The result of all this is that London has become the home for an alphabet soup of terrorist groups from across the globe. No wonder so many foreign governments complain about the genteel way their enemies are treated.
Under the regulations introduced earlier this year, the Home Secretary can now proscribe certain named groups or their fronts, such as Hamas and Hizbullah, and close their bank accounts. The list of groups extends from the obvious, such as al-Qaeda, to the Kurdish PKK and more obscure Macedonian, Albanian, Chechen and Kashmiri rebels. Some of these groups accommodate numerous splinter groups in much the same way that the Palestinian cause attracts activists from across the spectrum, with some, like Palestinian Islamic Jihad and the Abu Nidal Organisation, rejecting the authority of the PLO. Similarly, Kashmiris are highly fragmented, with four organisations operating in Britain. One of them, the Jaish e Mohammed, is led by Masud Azhar, who is trying to unite all the Kashmiri Islamic groups, and is also committed to a jihad against the US. The Jaish is of particular interest to MI5 as a British passport holder, of Pakistani origin, was arrested by the Indian police in Srinigar and charged with terrorist offences. The implication was that he had been recruited and trained in Britain.

+===+

* GOAL A
In the rows from the line containing "the temple roof" through the end of the rows, substitute "Label" for "Target" and write those lines out again with nothing else altered.
The passage and the rows have nothing to do with each other.

+===+

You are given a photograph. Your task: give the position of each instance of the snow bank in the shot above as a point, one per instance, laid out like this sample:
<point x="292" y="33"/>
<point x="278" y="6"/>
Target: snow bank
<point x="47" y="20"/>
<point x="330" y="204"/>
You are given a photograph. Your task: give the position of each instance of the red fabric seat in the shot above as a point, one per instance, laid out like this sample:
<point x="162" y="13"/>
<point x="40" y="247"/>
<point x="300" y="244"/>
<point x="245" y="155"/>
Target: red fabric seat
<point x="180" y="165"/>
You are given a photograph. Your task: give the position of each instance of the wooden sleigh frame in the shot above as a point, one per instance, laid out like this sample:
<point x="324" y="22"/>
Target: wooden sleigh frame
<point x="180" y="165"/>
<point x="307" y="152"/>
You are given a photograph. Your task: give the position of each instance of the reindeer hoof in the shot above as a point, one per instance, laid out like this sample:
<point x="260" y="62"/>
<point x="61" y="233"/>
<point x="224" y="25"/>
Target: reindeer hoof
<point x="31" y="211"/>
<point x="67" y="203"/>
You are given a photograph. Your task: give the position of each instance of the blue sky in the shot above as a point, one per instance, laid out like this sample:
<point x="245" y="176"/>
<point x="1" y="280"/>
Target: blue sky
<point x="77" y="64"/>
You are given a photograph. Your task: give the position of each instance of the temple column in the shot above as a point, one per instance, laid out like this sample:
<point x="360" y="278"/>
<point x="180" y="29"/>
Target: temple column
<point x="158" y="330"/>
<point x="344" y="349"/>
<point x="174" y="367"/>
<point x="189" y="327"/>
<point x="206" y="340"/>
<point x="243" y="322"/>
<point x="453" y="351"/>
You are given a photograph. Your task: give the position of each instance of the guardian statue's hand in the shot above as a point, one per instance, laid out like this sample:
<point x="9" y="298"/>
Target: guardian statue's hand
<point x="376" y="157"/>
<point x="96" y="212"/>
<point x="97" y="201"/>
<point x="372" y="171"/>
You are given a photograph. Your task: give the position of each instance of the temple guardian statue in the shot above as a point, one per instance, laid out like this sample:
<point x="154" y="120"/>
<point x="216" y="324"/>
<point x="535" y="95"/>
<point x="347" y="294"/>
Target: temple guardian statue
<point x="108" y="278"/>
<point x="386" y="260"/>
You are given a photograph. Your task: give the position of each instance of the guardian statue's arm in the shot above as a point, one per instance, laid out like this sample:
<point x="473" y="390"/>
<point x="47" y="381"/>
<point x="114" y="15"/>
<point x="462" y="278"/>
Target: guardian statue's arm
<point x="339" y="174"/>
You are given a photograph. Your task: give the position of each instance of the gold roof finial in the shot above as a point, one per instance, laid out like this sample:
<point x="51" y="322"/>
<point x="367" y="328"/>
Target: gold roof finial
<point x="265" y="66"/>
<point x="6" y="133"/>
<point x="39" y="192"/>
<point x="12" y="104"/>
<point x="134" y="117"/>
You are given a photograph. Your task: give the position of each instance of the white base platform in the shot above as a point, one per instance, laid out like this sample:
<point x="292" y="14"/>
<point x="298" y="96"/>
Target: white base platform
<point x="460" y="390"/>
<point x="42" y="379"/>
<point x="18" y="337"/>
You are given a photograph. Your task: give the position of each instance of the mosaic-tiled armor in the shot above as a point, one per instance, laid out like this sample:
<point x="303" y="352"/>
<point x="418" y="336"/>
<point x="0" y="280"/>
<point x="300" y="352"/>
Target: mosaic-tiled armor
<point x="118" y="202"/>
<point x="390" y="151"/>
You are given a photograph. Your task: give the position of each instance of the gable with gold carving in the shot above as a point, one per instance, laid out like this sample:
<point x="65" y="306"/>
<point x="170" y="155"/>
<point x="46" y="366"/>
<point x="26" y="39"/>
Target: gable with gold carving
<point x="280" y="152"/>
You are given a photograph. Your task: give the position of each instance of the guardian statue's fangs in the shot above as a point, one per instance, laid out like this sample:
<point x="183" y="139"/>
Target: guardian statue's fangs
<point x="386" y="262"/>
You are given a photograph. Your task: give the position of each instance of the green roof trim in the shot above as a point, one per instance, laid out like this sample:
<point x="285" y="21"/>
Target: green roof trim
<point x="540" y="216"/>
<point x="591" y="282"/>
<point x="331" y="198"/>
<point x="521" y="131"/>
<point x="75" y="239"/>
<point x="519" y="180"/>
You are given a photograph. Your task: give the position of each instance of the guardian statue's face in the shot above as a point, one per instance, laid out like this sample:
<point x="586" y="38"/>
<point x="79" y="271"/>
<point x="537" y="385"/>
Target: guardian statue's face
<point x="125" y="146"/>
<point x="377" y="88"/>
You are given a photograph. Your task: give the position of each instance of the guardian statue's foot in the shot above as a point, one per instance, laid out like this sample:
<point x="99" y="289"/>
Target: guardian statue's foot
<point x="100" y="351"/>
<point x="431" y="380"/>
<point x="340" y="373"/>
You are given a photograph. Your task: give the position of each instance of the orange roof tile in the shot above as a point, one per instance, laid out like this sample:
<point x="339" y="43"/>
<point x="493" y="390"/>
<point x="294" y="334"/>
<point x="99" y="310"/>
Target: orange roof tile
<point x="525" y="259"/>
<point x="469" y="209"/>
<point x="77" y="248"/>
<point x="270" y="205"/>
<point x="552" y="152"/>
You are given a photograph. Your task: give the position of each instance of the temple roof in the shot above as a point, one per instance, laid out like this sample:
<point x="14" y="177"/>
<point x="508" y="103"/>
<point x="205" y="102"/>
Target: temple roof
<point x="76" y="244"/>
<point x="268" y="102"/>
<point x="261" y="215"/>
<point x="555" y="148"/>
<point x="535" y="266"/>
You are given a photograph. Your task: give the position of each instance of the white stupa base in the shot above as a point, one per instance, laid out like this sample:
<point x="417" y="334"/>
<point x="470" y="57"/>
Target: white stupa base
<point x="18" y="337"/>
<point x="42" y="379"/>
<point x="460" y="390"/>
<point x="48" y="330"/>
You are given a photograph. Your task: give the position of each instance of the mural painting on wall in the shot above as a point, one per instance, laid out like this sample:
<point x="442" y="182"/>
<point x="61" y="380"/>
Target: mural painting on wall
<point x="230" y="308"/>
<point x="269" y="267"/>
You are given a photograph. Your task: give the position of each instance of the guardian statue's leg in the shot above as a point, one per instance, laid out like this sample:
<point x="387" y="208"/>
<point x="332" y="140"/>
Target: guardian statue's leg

+===+

* GOAL B
According to the passage on terrorist groups in London, what can the Home Secretary now do under the regulations introduced earlier this year?

* EXERCISE RESPONSE A
You are given a photograph. Your task: give the position of each instance of the temple roof in the shot above as a point, one per instance, laid out like this sample:
<point x="14" y="177"/>
<point x="508" y="103"/>
<point x="205" y="102"/>
Label: temple roof
<point x="76" y="244"/>
<point x="268" y="102"/>
<point x="261" y="215"/>
<point x="555" y="148"/>
<point x="535" y="266"/>
You are given a photograph. Your task: give the position of each instance of the white stupa base in the shot above as a point, one per instance, laid out like this sample:
<point x="417" y="334"/>
<point x="470" y="57"/>
Label: white stupa base
<point x="18" y="337"/>
<point x="42" y="379"/>
<point x="460" y="390"/>
<point x="48" y="330"/>
You are given a photograph. Your task: give the position of each instance of the mural painting on wall in the shot above as a point, one per instance, laid out like this sample:
<point x="442" y="182"/>
<point x="61" y="380"/>
Label: mural painting on wall
<point x="230" y="308"/>
<point x="269" y="267"/>
You are given a photograph. Your task: give the position of each instance of the guardian statue's leg in the shot above as a point, one per instance, laid out like this sample:
<point x="387" y="208"/>
<point x="332" y="140"/>
Label: guardian statue's leg

* EXERCISE RESPONSE B
The Home Secretary can proscribe certain named groups or their fronts and close their bank accounts.